++++ TEXTE FOURNI
Le Fantôme arménien, l’effet boomerang de l’histoire
« Le problème des turcs est encore plus lourd que le nôtre. Ils y ont perdu leur conscience. Ils ne trouveront la paix et ne pourront construire une démocratie que s’ils font face à leur histoire. »
Christian Varoudjan
Aujourd’hui, 24 avril 2015, à la une de l’actualité, le centenaire du génocide arménien. Documentaires et reconstitutions commémorent la tragédie, les massacres et les déportations qui ont causé la mort des deux tiers de la population arménienne vivant en Turquie, soit près d’1,5 millions de personnes entre 1915 et 1916. Le génocide conduisit les rescapés à se cacher ou à partir, à l’origine d’une diaspora dans les pays limitrophes, puis principalement au Moyen Orient, en France et aux Etats-Unis.
Pourquoi cent ans après la question arménienne soulève-t-elle encore autant de débats ? Pourquoi la Turquie refuse-t-elle catégoriquement de reconnaître le génocide? Car si l’an dernier, le premier ministre Erdogan a présenté pour la première fois ses condoléances, réitérées hier, dans le même temps, Ankara vient de rappeler son ambassadeur après le vote du Parlement autrichien qui reconnaît le génocide. Avérée pourtant par les faits, reconnue par des historiens aussi bien arméniens que turcs, admise par une bonne partie de l’opinion, le réalité de ce génocide n’est pas discutable. Cette guerre de mots pour la reconnaissance d’un crime contre l’humanité justifie une condamnation universelle donc internationale et d’abord de la part de la Turquie. Mais derrière la théorie, il y a la complexité du réel, la répercussion des traumatismes sur les individus, leurs descendants, une société entière.
Laure Marchand et Guillaume Perrier signent avec Thomas Azuelos un reportage sensible et intelligent, servi par la créativité graphique du dessinateur et enrichi par l’expérience du couple de journalistes correspondants à Istanbul depuis plus de dix ans. Grâce à la place laissée au dessin, derrière le plaidoyer pour la reconnaissance du génocide, le récit aborde en bande dessinée une dimension plus individuelle et symbolique de l’identité arménienne par la mise en scène d’un dialogue entre les descendants de la Diaspora et les Arméniens de Turquie.
++++++++
++++ EXTRAITS DE DONNÉES
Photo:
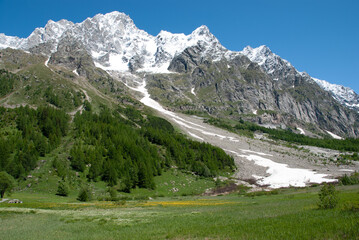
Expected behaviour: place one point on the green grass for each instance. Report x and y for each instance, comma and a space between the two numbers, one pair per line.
292, 214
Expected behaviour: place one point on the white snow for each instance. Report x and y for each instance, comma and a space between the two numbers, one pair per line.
280, 175
195, 136
344, 95
283, 176
192, 91
301, 131
334, 135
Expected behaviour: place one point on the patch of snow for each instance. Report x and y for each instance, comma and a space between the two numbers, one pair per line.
283, 176
192, 91
47, 62
195, 136
334, 135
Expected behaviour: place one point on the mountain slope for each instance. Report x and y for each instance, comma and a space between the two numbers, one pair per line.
254, 84
281, 69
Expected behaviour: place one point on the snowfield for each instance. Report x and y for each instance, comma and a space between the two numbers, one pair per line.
258, 165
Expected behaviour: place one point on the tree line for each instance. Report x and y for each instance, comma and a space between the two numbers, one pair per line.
110, 149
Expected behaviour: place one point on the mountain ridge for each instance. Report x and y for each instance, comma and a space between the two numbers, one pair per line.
115, 44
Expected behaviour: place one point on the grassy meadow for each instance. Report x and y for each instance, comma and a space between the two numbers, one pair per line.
290, 214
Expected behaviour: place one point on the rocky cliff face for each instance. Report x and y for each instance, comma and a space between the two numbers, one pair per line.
195, 72
239, 88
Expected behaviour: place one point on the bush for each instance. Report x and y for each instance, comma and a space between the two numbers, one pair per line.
84, 195
7, 182
328, 197
62, 189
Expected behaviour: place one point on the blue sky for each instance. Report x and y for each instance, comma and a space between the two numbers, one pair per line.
320, 37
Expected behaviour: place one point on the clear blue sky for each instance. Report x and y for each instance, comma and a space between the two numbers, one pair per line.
320, 37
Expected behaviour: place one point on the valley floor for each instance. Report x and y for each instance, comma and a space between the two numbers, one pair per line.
291, 214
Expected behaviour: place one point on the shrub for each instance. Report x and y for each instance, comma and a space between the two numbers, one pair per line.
350, 180
84, 195
62, 189
7, 183
328, 197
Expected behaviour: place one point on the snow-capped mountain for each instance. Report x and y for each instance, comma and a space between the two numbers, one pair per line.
279, 68
344, 95
115, 43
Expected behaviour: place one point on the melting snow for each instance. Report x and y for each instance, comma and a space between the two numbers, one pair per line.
75, 71
280, 175
195, 136
283, 176
334, 135
301, 131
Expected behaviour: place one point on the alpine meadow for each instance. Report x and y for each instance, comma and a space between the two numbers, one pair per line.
109, 132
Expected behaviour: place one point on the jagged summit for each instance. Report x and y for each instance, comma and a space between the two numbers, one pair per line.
115, 43
280, 68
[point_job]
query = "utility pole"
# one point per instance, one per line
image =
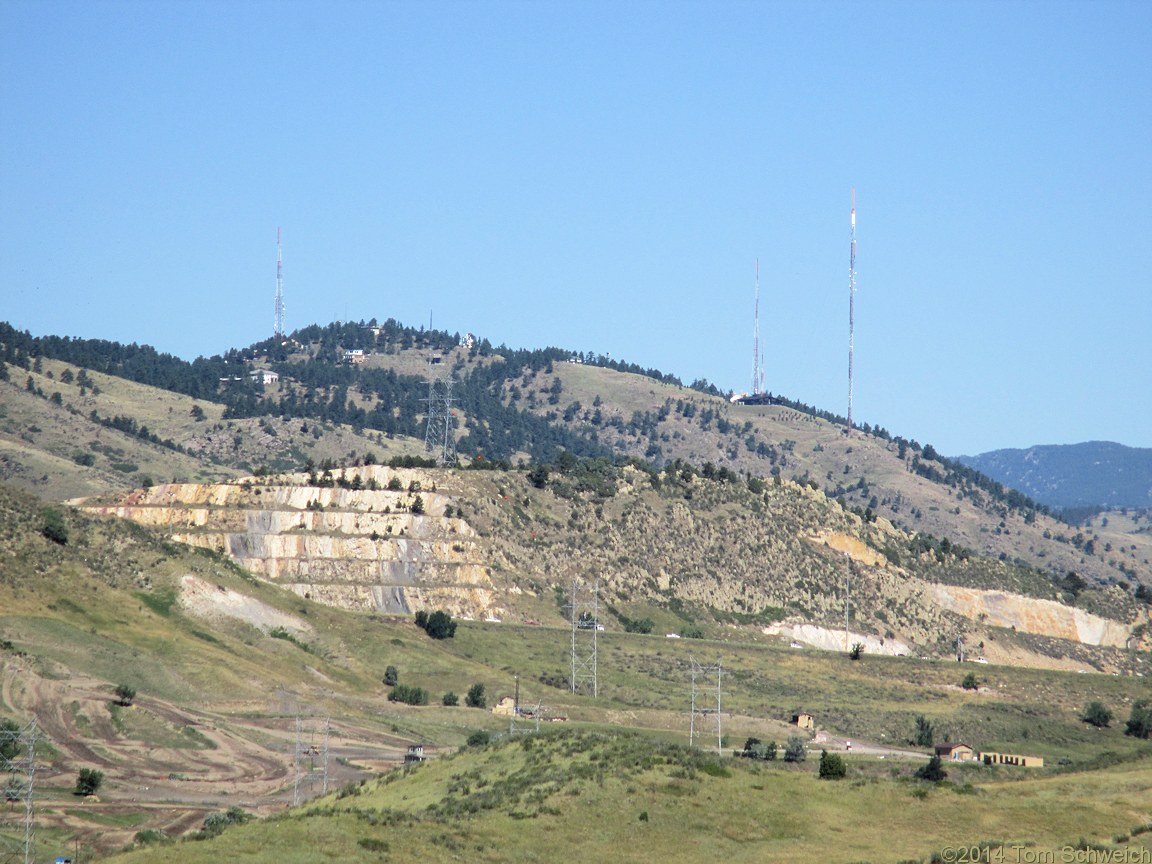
(848, 593)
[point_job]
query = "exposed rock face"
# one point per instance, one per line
(1027, 614)
(357, 545)
(211, 601)
(360, 548)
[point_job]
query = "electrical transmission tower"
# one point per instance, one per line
(17, 772)
(438, 436)
(305, 775)
(279, 324)
(697, 712)
(851, 309)
(757, 357)
(585, 622)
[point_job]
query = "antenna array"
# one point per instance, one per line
(851, 309)
(279, 323)
(757, 357)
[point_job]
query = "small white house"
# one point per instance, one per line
(264, 376)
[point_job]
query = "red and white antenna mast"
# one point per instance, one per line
(279, 325)
(757, 365)
(851, 309)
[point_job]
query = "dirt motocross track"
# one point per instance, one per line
(167, 767)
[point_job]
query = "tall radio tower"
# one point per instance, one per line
(851, 310)
(279, 325)
(757, 364)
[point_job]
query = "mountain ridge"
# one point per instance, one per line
(1090, 474)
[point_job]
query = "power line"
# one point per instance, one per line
(696, 710)
(585, 624)
(20, 782)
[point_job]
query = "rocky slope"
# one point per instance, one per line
(704, 550)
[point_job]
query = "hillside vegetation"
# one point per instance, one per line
(529, 407)
(224, 664)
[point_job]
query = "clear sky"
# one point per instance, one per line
(603, 176)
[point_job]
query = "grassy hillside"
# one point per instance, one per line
(62, 439)
(221, 680)
(621, 796)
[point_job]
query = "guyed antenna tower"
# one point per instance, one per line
(851, 308)
(279, 323)
(757, 358)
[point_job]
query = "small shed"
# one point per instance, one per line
(955, 751)
(803, 720)
(1017, 759)
(264, 376)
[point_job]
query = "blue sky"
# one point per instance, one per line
(603, 176)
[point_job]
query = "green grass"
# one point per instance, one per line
(624, 797)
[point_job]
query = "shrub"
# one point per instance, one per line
(925, 733)
(409, 695)
(215, 823)
(832, 766)
(933, 771)
(475, 698)
(1139, 721)
(1097, 714)
(89, 781)
(795, 749)
(439, 624)
(53, 525)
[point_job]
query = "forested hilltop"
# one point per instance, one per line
(321, 385)
(347, 391)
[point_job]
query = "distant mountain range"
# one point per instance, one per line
(1096, 474)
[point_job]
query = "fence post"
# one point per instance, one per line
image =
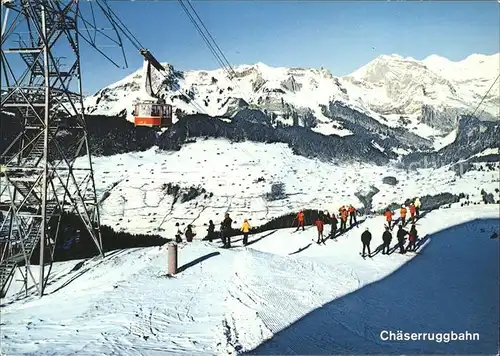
(172, 258)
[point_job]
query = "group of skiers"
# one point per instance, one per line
(366, 236)
(225, 232)
(414, 212)
(344, 213)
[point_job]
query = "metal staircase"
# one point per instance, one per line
(11, 259)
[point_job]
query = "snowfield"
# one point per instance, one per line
(139, 203)
(324, 299)
(428, 95)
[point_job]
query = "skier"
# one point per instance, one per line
(401, 238)
(413, 238)
(343, 219)
(366, 237)
(319, 224)
(226, 231)
(352, 215)
(246, 229)
(387, 238)
(300, 220)
(189, 234)
(334, 222)
(210, 231)
(402, 213)
(178, 235)
(417, 207)
(412, 212)
(388, 217)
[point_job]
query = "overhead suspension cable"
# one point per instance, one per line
(485, 95)
(216, 51)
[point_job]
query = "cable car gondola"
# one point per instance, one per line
(152, 112)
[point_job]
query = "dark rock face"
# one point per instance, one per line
(303, 142)
(74, 241)
(107, 135)
(473, 136)
(252, 115)
(390, 180)
(370, 129)
(430, 202)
++++++++
À FAIRE:
1. Affiche toutes les lignes des entrées où figure le mot « snowfield ».
2. Poursuis le texte sur le génocide arménien à partir de sa dernière phrase.

RÉPONSES AUX TÂCHES:
1.
Expected behaviour: place one point on the snowfield for each instance. Report x and y for each instance, comma and a space between the two numbers, one pair per line.
query = "snowfield"

2.
Dimanche 20 avril 2014. Première case. Atatürk Airport du nom de Mustafa Kemal Atatürk, le Turc-père, fondateur nationaliste et président de 1923 à 1938 de la République de Turquie. Premier voyage dans cet « Auschwitz à ciel ouvert » pour ce couple de descendants de rescapés. Brigitte Balian et Christian Varoujan Artin, atterrissent à Istanbul le dimanche 20 avril 2014, pour organiser une exposition à Diyarbakir, la capitale des Kurdes en Turquie, à l’occasion du 99ème anniversaire du génocide. Ils viennent présenter en grands tirages, les photos de survivants prises à Marseille à leur arrivée. En France, réfugiés dans des camps, les Arméniens n’ont aucune possibilité de retour.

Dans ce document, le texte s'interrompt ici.